▸ **Data**
BEGIN

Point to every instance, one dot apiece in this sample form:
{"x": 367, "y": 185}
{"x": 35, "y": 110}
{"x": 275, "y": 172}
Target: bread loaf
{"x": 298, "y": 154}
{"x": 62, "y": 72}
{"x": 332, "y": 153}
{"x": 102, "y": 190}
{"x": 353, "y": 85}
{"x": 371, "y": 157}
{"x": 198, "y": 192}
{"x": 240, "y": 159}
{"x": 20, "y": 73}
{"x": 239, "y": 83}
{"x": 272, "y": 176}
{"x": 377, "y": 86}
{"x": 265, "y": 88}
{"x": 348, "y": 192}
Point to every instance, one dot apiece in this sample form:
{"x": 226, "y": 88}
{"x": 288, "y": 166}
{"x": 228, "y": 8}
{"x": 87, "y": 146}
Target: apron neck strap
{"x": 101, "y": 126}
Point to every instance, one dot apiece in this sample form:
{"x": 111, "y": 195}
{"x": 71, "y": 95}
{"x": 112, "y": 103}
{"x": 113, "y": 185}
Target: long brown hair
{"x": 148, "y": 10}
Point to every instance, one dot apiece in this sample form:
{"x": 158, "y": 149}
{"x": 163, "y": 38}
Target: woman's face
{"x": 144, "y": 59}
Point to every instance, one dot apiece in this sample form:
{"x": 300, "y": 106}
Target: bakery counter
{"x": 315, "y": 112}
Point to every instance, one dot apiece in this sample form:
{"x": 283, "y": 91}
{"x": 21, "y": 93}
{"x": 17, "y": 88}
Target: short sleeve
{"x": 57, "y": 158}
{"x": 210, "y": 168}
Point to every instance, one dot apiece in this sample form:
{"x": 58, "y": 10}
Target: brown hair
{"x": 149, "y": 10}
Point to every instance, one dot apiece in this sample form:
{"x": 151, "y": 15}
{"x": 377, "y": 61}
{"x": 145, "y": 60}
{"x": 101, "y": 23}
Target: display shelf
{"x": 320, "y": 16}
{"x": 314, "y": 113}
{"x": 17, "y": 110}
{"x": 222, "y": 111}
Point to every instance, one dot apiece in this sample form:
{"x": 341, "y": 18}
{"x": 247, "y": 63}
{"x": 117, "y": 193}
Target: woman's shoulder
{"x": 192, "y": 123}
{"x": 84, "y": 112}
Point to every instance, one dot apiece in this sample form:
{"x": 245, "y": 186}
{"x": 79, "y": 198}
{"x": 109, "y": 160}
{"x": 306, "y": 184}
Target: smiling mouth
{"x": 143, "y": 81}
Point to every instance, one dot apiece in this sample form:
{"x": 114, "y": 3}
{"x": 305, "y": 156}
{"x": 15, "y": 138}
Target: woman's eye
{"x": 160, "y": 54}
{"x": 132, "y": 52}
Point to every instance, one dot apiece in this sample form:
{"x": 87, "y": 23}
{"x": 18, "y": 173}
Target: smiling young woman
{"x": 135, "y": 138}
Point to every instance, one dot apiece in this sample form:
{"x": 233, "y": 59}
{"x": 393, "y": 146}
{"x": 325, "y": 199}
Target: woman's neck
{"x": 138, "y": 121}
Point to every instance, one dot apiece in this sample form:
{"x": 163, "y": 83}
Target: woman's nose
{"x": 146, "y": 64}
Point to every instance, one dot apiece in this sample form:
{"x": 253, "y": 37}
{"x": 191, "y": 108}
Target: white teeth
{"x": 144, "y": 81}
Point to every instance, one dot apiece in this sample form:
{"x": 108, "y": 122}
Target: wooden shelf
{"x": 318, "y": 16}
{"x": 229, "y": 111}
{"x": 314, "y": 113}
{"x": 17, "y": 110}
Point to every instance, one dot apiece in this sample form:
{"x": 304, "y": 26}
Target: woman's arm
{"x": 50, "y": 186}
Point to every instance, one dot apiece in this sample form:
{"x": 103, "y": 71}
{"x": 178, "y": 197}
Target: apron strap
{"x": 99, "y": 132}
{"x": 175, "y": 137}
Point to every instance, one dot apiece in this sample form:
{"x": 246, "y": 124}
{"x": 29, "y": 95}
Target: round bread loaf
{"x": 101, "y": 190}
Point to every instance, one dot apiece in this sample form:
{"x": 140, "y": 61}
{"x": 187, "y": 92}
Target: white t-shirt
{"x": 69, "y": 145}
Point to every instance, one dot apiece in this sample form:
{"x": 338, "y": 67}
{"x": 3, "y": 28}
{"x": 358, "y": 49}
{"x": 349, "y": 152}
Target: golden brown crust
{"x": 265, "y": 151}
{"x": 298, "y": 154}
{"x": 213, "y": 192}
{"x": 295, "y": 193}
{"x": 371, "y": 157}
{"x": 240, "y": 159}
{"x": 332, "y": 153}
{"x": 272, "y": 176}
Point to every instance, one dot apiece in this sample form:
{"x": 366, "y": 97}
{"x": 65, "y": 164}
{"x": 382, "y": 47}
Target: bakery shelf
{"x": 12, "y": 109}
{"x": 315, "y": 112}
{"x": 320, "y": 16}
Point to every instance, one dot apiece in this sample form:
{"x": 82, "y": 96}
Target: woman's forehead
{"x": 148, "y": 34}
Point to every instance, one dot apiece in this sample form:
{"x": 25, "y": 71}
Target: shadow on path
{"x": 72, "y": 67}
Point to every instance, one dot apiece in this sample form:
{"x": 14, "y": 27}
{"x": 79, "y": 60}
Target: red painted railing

END

▸ **Work to complete**
The records above are to be restated word for word, in full.

▸ **Solution to this problem**
Point to every instance, one dot apiece in this sample form:
{"x": 367, "y": 185}
{"x": 35, "y": 110}
{"x": 275, "y": 172}
Target: bread loaf
{"x": 298, "y": 154}
{"x": 62, "y": 72}
{"x": 332, "y": 153}
{"x": 102, "y": 190}
{"x": 353, "y": 85}
{"x": 371, "y": 157}
{"x": 198, "y": 192}
{"x": 240, "y": 159}
{"x": 20, "y": 73}
{"x": 239, "y": 83}
{"x": 272, "y": 176}
{"x": 377, "y": 86}
{"x": 265, "y": 88}
{"x": 348, "y": 192}
Point to every instance, one dot apiece in this sample form:
{"x": 226, "y": 88}
{"x": 288, "y": 166}
{"x": 228, "y": 8}
{"x": 87, "y": 146}
Target: apron neck strap
{"x": 101, "y": 126}
Point to every instance, one dot apiece in this sample form:
{"x": 111, "y": 195}
{"x": 71, "y": 95}
{"x": 112, "y": 103}
{"x": 113, "y": 185}
Target: long brown hair
{"x": 148, "y": 10}
Point to every instance, one dot apiece in this sample form:
{"x": 158, "y": 149}
{"x": 163, "y": 38}
Target: woman's face
{"x": 144, "y": 59}
Point to every instance, one dot apiece in this sample form:
{"x": 300, "y": 106}
Target: bakery counter
{"x": 315, "y": 112}
Point to every instance, one dot apiece in this sample form:
{"x": 283, "y": 91}
{"x": 21, "y": 93}
{"x": 17, "y": 88}
Target: short sleeve
{"x": 57, "y": 158}
{"x": 210, "y": 168}
Point to every instance, one dot apiece in this sample form:
{"x": 58, "y": 10}
Target: brown hair
{"x": 149, "y": 10}
Point to every instance, one dot apiece in this sample form:
{"x": 151, "y": 15}
{"x": 377, "y": 61}
{"x": 145, "y": 60}
{"x": 101, "y": 23}
Target: display shelf
{"x": 320, "y": 16}
{"x": 314, "y": 113}
{"x": 17, "y": 110}
{"x": 222, "y": 111}
Point to every instance, one dot apiece in this sample form:
{"x": 341, "y": 18}
{"x": 247, "y": 63}
{"x": 117, "y": 193}
Target: woman's shoulder
{"x": 192, "y": 123}
{"x": 84, "y": 112}
Point to every instance, one dot apiece in this sample form:
{"x": 245, "y": 186}
{"x": 79, "y": 198}
{"x": 109, "y": 160}
{"x": 306, "y": 184}
Target: smiling mouth
{"x": 143, "y": 81}
Point to every instance, one dot apiece in this sample form:
{"x": 114, "y": 3}
{"x": 305, "y": 156}
{"x": 15, "y": 138}
Target: woman's eye
{"x": 160, "y": 54}
{"x": 132, "y": 52}
Point to every instance, one dot apiece in this sample form:
{"x": 87, "y": 23}
{"x": 18, "y": 173}
Target: smiling young woman
{"x": 135, "y": 138}
Point to every instance, one dot apiece in this sample form:
{"x": 233, "y": 59}
{"x": 393, "y": 146}
{"x": 325, "y": 199}
Target: woman's neck
{"x": 138, "y": 121}
Point to every instance, one dot apiece in this sample form:
{"x": 163, "y": 83}
Target: woman's nose
{"x": 146, "y": 64}
Point to every instance, one dot apiece in this sample form:
{"x": 253, "y": 37}
{"x": 191, "y": 108}
Target: white teeth
{"x": 144, "y": 81}
Point to every instance, one dot apiece in this sample form:
{"x": 108, "y": 122}
Target: wooden shelf
{"x": 318, "y": 16}
{"x": 229, "y": 111}
{"x": 314, "y": 113}
{"x": 17, "y": 110}
Point to every instance, one dot apiece in this sample form:
{"x": 304, "y": 26}
Target: woman's arm
{"x": 50, "y": 186}
Point to every instance, one dot apiece in this sample form:
{"x": 103, "y": 71}
{"x": 178, "y": 197}
Target: apron strap
{"x": 99, "y": 132}
{"x": 175, "y": 137}
Point to every instance, one dot apiece in this sample form:
{"x": 246, "y": 124}
{"x": 29, "y": 95}
Target: round bread loaf
{"x": 101, "y": 190}
Point to every instance, one dot apiece in this sample form:
{"x": 140, "y": 61}
{"x": 187, "y": 92}
Target: white t-shirt
{"x": 69, "y": 145}
Point to every instance, one dot apiece in this sample form:
{"x": 338, "y": 67}
{"x": 3, "y": 28}
{"x": 358, "y": 49}
{"x": 349, "y": 152}
Target: golden brown crust
{"x": 265, "y": 151}
{"x": 298, "y": 154}
{"x": 213, "y": 192}
{"x": 295, "y": 193}
{"x": 371, "y": 157}
{"x": 240, "y": 159}
{"x": 332, "y": 153}
{"x": 272, "y": 176}
Point to every instance, one dot apiece in this sample form:
{"x": 366, "y": 97}
{"x": 65, "y": 164}
{"x": 382, "y": 47}
Target: bakery shelf
{"x": 12, "y": 109}
{"x": 315, "y": 112}
{"x": 320, "y": 16}
Point to every instance, one dot apiece in this sample form:
{"x": 82, "y": 96}
Target: woman's forehead
{"x": 148, "y": 34}
Point to every instance, one dot apiece in this sample form:
{"x": 25, "y": 71}
Target: shadow on path
{"x": 72, "y": 67}
Point to every instance, one dot apiece in this sample form:
{"x": 14, "y": 27}
{"x": 79, "y": 60}
Target: red painted railing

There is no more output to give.